• _What you will do_:
Tally the lines below that contain the string "leaf", treating uppercase and lowercase as different, and give only the number.

• _Listed entries_:
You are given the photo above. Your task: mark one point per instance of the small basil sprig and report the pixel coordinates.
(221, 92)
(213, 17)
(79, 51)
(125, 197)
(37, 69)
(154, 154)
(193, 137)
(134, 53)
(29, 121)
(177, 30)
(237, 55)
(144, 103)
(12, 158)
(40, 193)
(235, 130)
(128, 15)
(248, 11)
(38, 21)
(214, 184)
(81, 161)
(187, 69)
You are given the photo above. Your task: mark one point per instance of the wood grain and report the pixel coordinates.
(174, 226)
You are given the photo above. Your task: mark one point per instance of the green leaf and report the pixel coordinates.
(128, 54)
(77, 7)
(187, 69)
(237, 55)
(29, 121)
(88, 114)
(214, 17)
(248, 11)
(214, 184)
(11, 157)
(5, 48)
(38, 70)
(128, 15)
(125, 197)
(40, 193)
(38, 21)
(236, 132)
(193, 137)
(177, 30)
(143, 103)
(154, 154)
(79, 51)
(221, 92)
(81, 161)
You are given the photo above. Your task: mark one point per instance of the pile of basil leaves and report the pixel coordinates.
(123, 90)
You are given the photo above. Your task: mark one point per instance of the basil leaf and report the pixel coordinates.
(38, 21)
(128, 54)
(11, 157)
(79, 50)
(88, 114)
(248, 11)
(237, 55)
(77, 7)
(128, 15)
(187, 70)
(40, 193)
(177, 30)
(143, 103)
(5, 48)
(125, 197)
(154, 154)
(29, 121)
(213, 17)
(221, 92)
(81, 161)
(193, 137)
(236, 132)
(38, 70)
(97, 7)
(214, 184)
---
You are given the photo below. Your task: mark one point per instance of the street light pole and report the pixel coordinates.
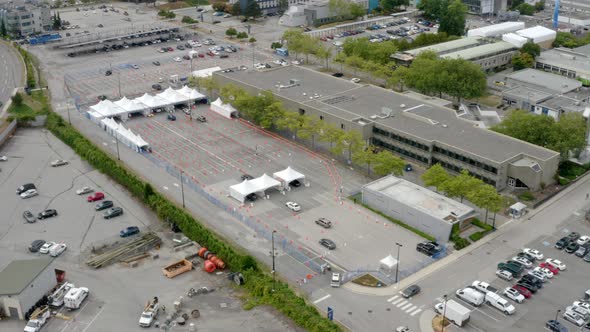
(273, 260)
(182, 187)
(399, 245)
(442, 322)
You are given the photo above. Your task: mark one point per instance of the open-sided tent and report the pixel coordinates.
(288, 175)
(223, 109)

• _Right answer_:
2